Work required: From the data below, set down exactly the lines between the one holding "180L249 185L252 173L242" and the one holding "positive clicks: (214, 241) (239, 245)", inclusive, and no others.

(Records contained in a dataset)
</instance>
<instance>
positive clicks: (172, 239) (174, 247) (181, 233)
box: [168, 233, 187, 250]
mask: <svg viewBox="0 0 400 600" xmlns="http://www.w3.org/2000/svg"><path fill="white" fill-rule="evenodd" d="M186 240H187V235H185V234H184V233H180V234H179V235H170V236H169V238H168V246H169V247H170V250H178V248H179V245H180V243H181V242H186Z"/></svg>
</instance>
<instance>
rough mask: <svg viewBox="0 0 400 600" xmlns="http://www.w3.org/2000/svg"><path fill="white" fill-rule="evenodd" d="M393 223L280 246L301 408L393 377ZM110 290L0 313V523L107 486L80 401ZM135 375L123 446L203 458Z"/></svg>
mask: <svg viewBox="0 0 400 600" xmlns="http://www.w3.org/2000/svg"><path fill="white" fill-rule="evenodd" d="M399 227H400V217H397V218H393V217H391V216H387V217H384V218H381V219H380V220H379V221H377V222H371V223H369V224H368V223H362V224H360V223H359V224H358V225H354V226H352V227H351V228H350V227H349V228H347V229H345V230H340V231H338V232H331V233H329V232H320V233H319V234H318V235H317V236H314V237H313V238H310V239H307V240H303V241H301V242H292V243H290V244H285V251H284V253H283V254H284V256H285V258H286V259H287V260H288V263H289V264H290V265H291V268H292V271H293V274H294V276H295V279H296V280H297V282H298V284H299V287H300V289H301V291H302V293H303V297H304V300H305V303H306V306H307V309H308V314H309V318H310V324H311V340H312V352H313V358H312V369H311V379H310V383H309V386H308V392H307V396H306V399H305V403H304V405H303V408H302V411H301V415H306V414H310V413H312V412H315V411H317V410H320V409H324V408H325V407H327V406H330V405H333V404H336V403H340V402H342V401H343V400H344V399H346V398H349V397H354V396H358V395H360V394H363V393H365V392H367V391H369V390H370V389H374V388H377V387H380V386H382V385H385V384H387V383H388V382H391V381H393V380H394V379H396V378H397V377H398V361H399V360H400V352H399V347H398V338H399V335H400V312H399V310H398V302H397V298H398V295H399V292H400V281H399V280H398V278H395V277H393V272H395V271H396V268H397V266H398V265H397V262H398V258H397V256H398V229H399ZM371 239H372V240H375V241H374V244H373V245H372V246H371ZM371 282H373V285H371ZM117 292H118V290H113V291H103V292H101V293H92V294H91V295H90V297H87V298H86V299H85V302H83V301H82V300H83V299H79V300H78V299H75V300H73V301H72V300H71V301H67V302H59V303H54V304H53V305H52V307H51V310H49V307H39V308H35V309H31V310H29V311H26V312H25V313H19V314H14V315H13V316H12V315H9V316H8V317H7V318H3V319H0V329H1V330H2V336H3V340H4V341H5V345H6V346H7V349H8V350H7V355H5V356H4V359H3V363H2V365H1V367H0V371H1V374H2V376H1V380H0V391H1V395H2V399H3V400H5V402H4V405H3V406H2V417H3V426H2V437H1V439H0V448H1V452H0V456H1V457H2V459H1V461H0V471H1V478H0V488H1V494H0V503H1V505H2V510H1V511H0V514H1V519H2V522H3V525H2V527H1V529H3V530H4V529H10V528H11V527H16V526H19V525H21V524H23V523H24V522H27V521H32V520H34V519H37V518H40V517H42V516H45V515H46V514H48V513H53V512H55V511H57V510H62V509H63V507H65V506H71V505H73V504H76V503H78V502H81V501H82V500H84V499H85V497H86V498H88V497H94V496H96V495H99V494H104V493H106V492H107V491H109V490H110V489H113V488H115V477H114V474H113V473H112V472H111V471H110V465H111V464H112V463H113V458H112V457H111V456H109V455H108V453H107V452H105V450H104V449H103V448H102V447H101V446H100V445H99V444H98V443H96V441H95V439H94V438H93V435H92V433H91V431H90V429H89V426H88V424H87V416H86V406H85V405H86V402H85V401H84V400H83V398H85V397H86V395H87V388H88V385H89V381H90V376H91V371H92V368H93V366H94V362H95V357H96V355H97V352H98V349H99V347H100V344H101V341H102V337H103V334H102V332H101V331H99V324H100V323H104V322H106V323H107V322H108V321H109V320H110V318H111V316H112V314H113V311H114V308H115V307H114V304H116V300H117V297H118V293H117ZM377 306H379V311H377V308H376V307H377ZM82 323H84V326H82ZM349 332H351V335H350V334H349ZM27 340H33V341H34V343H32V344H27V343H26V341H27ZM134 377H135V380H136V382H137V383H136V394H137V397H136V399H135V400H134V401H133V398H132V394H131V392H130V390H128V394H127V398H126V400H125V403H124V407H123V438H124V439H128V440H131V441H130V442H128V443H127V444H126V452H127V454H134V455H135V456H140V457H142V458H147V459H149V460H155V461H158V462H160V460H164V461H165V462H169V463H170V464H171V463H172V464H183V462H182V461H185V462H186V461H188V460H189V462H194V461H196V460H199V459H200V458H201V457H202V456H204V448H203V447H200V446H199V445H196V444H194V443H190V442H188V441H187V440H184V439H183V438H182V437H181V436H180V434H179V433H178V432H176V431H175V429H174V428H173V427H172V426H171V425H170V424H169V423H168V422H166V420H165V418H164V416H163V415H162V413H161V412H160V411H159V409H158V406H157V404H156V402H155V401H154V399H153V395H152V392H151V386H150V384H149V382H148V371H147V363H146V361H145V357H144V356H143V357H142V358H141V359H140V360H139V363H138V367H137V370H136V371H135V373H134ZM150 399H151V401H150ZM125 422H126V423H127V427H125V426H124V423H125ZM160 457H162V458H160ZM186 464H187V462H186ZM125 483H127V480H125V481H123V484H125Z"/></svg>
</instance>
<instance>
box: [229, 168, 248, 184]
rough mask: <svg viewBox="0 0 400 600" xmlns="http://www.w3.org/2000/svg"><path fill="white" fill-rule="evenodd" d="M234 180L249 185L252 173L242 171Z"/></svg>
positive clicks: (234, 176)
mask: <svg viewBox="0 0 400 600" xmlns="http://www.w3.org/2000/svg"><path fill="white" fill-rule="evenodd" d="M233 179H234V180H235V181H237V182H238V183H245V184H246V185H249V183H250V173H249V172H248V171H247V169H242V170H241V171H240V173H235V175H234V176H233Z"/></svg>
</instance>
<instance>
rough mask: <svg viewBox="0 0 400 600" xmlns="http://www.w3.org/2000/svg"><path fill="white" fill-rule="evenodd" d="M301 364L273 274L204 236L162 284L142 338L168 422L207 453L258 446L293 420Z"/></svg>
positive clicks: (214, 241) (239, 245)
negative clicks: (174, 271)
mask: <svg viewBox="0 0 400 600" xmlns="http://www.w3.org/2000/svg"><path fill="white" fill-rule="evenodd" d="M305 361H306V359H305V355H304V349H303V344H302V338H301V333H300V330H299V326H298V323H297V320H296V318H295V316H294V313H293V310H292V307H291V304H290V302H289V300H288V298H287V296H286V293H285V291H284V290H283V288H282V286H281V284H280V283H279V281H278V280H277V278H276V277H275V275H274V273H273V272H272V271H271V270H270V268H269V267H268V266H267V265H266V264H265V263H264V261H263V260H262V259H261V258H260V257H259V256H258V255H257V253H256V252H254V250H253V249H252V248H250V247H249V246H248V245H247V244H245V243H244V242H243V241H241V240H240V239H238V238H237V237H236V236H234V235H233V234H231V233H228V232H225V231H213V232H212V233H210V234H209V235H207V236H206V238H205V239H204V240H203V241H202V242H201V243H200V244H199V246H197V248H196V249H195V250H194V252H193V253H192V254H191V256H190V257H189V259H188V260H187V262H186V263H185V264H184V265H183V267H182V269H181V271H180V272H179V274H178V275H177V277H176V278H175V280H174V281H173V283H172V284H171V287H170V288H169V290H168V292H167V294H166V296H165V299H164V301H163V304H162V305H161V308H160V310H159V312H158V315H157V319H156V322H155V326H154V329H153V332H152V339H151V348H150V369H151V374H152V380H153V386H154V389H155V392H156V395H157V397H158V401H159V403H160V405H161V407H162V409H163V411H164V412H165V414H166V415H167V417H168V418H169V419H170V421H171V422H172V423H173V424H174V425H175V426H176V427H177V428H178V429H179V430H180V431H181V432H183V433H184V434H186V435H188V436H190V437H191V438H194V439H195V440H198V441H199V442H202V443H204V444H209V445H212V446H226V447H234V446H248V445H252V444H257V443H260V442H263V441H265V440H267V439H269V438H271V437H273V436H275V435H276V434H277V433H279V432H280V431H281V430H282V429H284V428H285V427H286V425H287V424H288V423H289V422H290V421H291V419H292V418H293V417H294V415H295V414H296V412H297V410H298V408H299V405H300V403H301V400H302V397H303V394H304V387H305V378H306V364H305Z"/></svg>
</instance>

Response area:
rough mask: <svg viewBox="0 0 400 600" xmlns="http://www.w3.org/2000/svg"><path fill="white" fill-rule="evenodd" d="M234 180L249 185L252 173L242 171Z"/></svg>
positive clicks: (234, 176)
mask: <svg viewBox="0 0 400 600" xmlns="http://www.w3.org/2000/svg"><path fill="white" fill-rule="evenodd" d="M233 179H234V180H235V181H237V182H238V183H245V184H246V185H249V183H250V173H249V172H248V171H247V169H242V170H241V171H240V173H235V175H234V176H233Z"/></svg>
</instance>
<instance>
rough mask: <svg viewBox="0 0 400 600" xmlns="http://www.w3.org/2000/svg"><path fill="white" fill-rule="evenodd" d="M301 364L273 274L204 236L162 284L142 338L168 422L207 453L258 446L293 420Z"/></svg>
positive clicks: (214, 241) (239, 245)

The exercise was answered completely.